● Goal 1: Return the entries from the line holding "Locate the man" through the end of the entries, inclusive, unchanged.

**** Document segment ****

Howard’s ambivalence and confusion regarding race is can be illustrated with a 1932 letter to Lovecraft: I am not yet able to understand my own preference for these so-called Picts. Bran Mak Morn has not changed in the years; he is exactly as he leaped full-grown into my mind – a pantherish man of medium height with inscrutable black eyes, black hair and dark skin. This was not my own type; I was blond and rather above medium size than below. Most of my friends were of the same mold. Pronounced brunet types such as this were mainly represented by Mexicans and Indians, whom I disliked.

Bran Mak Morn: inscrutable black eyes, black hair and dark skin. (Art: Gary Gianni)

Howard’s more blatant racism (and sexism) seem to mainly occur in the more cliché Conan stories, which makes me wonder whether he wrote them pandering to a market which he knew was receptive to such tropes, much like he got the coveted cover spot by including lesbian flogging. This doesn’t excuse racism but implies a similar cultural landscape to today, in which it was a choice to act, or not, on principles of equality; in Howard’s case, earning his daily bread seems to have won out in the end. What for me is important is that Howard shows the capacity to grow and learn. Had he lived, I think he’d have enlisted to punch Nazis in WWII, shoulder to shoulder with Black soldiers. Lovecraft, I think, would merely bemoan the loss of American, Aryan, life and prudently keep his deeper thoughts from polite society.

**** Supplied records ****

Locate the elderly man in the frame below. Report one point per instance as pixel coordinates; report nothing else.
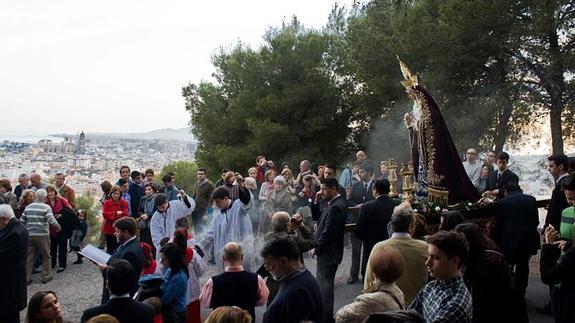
(472, 166)
(236, 286)
(64, 190)
(23, 182)
(163, 224)
(13, 244)
(36, 182)
(413, 251)
(299, 298)
(286, 226)
(38, 218)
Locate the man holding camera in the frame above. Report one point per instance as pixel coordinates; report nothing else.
(262, 166)
(292, 227)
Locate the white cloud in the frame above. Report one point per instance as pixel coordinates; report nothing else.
(119, 65)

****

● Goal 2: In the passage on Howard and Lovecraft, how does Howard describe his own appearance in the quoted letter?

● Full output 1:
Locate the man holding camera in the frame above. Report one point per instance as pixel coordinates; report nothing else.
(262, 166)
(292, 227)
Locate the white cloud in the frame above. Report one point per instance as pixel coordinates; report nothing else.
(119, 65)

● Full output 2: He was blond and rather above medium size than below.